## REQUIRED ACTION
Retype the entries below exactly, but begin at the line containing "the photo below." and end at the last line.

Collected data
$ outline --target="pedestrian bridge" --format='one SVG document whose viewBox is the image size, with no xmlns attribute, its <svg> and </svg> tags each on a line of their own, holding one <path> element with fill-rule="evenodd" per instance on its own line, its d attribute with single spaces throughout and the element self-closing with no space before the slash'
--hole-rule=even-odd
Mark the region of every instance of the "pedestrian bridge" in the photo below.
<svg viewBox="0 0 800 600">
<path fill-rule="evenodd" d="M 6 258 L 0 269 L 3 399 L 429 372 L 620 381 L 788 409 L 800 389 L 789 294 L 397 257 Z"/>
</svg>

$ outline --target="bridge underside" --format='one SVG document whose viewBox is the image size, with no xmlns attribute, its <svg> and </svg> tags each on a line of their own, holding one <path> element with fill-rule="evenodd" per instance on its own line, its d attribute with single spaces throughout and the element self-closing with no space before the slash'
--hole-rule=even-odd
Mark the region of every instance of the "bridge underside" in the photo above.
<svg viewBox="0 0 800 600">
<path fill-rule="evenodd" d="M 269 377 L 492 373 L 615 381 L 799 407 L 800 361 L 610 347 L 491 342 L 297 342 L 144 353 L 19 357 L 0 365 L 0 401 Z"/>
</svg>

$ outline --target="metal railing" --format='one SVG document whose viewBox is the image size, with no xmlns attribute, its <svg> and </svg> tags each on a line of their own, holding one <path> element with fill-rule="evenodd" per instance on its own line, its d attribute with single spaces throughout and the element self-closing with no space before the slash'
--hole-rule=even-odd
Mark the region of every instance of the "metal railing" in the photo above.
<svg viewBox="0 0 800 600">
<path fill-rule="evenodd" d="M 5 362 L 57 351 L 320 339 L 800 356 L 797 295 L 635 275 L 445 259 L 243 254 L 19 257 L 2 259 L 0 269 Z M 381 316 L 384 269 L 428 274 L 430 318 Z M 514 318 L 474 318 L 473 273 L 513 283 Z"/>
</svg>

## TASK OUTPUT
Mark the region of every instance of the "pedestrian bridge" in the photo below.
<svg viewBox="0 0 800 600">
<path fill-rule="evenodd" d="M 6 258 L 0 269 L 3 399 L 429 372 L 620 381 L 788 409 L 800 389 L 789 294 L 397 257 Z"/>
</svg>

$ outline --target="bridge underside" --format='one SVG document whose viewBox is the image size, with no xmlns attribute, its <svg> and </svg> tags each on a line of their own, holding one <path> element with fill-rule="evenodd" per instance on its own line, its d attribute with single spaces throughout and the element self-closing with no space before the slash'
--hole-rule=even-odd
Mark the region of every instance of the "bridge underside" in the photo above.
<svg viewBox="0 0 800 600">
<path fill-rule="evenodd" d="M 269 377 L 492 373 L 615 381 L 799 407 L 800 361 L 610 347 L 491 342 L 297 342 L 144 353 L 19 357 L 0 365 L 0 401 Z"/>
</svg>

$ outline --target="metal railing" --format='one SVG document whose viewBox is the image size, with no xmlns attribute, its <svg> and </svg> tags each on a line of their own, holding one <path> element with fill-rule="evenodd" per instance on its own line, its d attribute with single spaces throughout and the element self-closing with no space before the slash'
--hole-rule=even-odd
Mark the region of every instance of the "metal railing" in the photo above.
<svg viewBox="0 0 800 600">
<path fill-rule="evenodd" d="M 5 362 L 57 351 L 320 339 L 800 356 L 797 295 L 635 275 L 445 259 L 243 254 L 19 257 L 2 259 L 0 269 Z M 381 316 L 384 269 L 428 274 L 430 318 Z M 514 318 L 474 318 L 473 273 L 513 283 Z"/>
</svg>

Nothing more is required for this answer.